Step II: Starting the GUI¶
Depending on your installation type, you should have ensured a working graphical user interface of EAGER and start it. Once you have started the GUI, you will be welcomed by the main user interface of EAGER.

Step III: Selecting input¶
Selecting FastQ input¶
You can now click on Select input *fq/*.fq.gz Files and navigate to your folder where the RAW sequencing input is stored on your network share or local hard drive.

Note
You may select either single/multiple FastQ files, or a folder containing subfolders with FastQ files. EAGER will pick up every FastQ file in all subfolders automatically.
In our case here, we simply select the folder RAW and click on Choose. A new window is opening up, asking you several questions to determine which kind of analysis should be performed on the selected data.

In our case here, we choose that our data has not been treated with UDG, we have paired-end sequencing data and want to analyse a mitochondrial capture dataset.
Note
You have to specify a BED file for your reference genome if you want to analyse capture data in general. A typical BED file that could be used e.g. for HG19 mitochondrial analysis could look like this. Make sure to have tabulators between the six columns in your BED file. NEW BED files with solely 3-column format are supported now, too.
chrMT 1 16770 MT 1 +
Once you are done with selecting the appropriate BED file, you can click ok and the Select input *fq/*.fq.gz Files button on top of the GUI should be green to display, that you have successfully selected your input dataset.
Selecting your reference genome¶
Continue now by clicking on Select Reference and select your reference genome in FastA format.

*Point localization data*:
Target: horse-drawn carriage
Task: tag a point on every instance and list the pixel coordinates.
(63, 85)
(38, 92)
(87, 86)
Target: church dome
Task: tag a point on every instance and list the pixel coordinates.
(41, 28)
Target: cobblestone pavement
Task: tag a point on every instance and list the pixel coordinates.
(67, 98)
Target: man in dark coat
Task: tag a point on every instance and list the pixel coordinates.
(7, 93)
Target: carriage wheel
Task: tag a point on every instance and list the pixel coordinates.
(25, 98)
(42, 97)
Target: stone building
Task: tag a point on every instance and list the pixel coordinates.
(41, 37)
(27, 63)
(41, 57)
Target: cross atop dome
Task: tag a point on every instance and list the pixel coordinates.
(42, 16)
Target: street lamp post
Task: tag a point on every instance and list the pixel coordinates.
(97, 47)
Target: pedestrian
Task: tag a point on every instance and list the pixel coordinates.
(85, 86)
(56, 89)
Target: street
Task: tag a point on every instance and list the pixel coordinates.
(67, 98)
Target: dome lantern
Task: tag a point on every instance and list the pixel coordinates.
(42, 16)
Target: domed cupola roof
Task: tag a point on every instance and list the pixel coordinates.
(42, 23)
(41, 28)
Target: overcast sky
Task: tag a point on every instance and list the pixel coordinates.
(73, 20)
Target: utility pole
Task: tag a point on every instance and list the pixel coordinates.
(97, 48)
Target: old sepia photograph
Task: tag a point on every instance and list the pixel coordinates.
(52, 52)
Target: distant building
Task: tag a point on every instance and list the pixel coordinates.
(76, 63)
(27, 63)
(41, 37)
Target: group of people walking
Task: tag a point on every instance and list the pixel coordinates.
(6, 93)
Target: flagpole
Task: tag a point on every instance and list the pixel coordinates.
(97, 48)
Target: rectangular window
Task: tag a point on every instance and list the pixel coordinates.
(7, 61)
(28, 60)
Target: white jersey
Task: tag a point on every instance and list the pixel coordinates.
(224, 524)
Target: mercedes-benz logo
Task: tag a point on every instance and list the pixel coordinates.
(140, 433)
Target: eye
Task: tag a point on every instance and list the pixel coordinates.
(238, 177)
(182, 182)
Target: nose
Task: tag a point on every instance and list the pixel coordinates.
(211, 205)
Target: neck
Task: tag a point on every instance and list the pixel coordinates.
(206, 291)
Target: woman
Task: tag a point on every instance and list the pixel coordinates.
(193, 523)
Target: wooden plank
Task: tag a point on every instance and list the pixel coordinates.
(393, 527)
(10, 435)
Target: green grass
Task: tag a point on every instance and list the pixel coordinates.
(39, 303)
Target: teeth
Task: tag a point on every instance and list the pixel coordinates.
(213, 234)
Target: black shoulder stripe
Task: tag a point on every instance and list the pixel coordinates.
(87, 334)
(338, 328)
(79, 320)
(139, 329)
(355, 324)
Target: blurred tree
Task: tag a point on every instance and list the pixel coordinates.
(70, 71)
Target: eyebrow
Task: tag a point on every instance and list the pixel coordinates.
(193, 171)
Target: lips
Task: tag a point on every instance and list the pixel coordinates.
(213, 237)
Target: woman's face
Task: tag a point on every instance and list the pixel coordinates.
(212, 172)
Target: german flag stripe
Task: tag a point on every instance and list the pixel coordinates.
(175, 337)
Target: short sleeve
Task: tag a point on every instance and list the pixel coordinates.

*Problem details*: Reproduce the EAGER tutorial excerpt word for word, starting at "In our case here, we simply" and ending at "the selected data.". None of the work here requires the point localization data.

*Written answer*:
In our case here, we simply select the folder RAW and click on Choose. A new window is opening up, asking you several questions to determine which kind of analysis should be performed on the selected data.